The ex-Gaussian distribution is probably the simplest and most popular model for reaction time data in psychological experiments. Figure 1 shows an example of an ex-Gaussian density function fitted to a fictitious data set. This distribution matches quite well the typical pattern of results found in cognitive psychology experiments, where most RTs are relatively fast but a few of them are consistently slow, giving rise to a highly skewed distribution that differs substantially from the normal distribution [20, 22, 27]. The ex-Gaussian distribution is the convolution of a normal and an exponential distribution. The three parameters of the ex-Gaussian distribution are the mean of the normal component (μ), the variance of the normal component (σ) and the mean of the exponential distribution (τ). The μ, σ, and τ parameters used for the example in Fig. 1 were 500, 50, and 100, respectively.
Fig. 1

Histogram showing a fictitious data set following an ex-Gaussian distribution. The black line represents the best-fitting ex-Gaussian function

The goal of Simulation 1 was to assess how noise-induced variance would affect the recovery of the three parameters of the ex-Gaussian distribution. In each iteration, we sampled random data points from an ex-Gaussian distribution using random parameter values. Subsequently, we tried to recover the parameters of the model from which the data had been sampled using a maximum-likelihood estimation algorithm. After fitting the model to the original data set, we introduced noise in the data by adding a random amount of noise to each RT and we tried to repeat the parameter-recovery process on this new data set. The random noise introduced in the data was intended to mimic the technical noise in RT data collected in psychological experiments [18]. This process allows us to measure to what extent the accuracy of parameter estimation decreases after the introduction of noise. Specifically, our analyses explored systematic differences between the parameters recovered from the noiseless dataset and the parameters recovered from the same dataset after introducing noise.

**What is needed**
Reproduce everything in the ex-Gaussian passage above, from "The ex-Gaussian distribution is probably" down to "and 100, respectively.", word for word.

**Provided material**
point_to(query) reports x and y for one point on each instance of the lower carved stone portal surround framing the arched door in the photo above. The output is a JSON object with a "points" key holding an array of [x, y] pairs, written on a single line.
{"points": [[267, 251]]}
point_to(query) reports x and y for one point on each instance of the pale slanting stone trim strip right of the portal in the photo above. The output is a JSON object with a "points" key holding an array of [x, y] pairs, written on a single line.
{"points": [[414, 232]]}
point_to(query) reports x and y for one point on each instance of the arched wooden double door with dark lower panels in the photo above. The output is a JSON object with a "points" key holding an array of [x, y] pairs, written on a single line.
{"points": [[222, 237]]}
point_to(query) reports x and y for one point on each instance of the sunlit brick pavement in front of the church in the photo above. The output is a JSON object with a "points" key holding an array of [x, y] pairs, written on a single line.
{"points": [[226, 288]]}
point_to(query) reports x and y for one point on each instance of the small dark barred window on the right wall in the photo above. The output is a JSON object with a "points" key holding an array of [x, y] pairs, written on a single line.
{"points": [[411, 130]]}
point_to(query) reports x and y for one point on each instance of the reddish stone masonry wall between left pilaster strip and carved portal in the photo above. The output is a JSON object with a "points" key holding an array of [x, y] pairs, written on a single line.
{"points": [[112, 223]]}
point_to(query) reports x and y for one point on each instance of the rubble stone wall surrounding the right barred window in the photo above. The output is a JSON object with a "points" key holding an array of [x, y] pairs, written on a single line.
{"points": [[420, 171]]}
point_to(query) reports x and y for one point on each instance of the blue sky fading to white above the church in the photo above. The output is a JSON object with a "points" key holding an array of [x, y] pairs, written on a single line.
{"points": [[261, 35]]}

**Result of this exercise**
The ex-Gaussian distribution is probably the simplest and most popular model for reaction time data in psychological experiments. Figure 1 shows an example of an ex-Gaussian density function fitted to a fictitious data set. This distribution matches quite well the typical pattern of results found in cognitive psychology experiments, where most RTs are relatively fast but a few of them are consistently slow, giving rise to a highly skewed distribution that differs substantially from the normal distribution [20, 22, 27]. The ex-Gaussian distribution is the convolution of a normal and an exponential distribution. The three parameters of the ex-Gaussian distribution are the mean of the normal component (μ), the variance of the normal component (σ) and the mean of the exponential distribution (τ). The μ, σ, and τ parameters used for the example in Fig. 1 were 500, 50, and 100, respectively.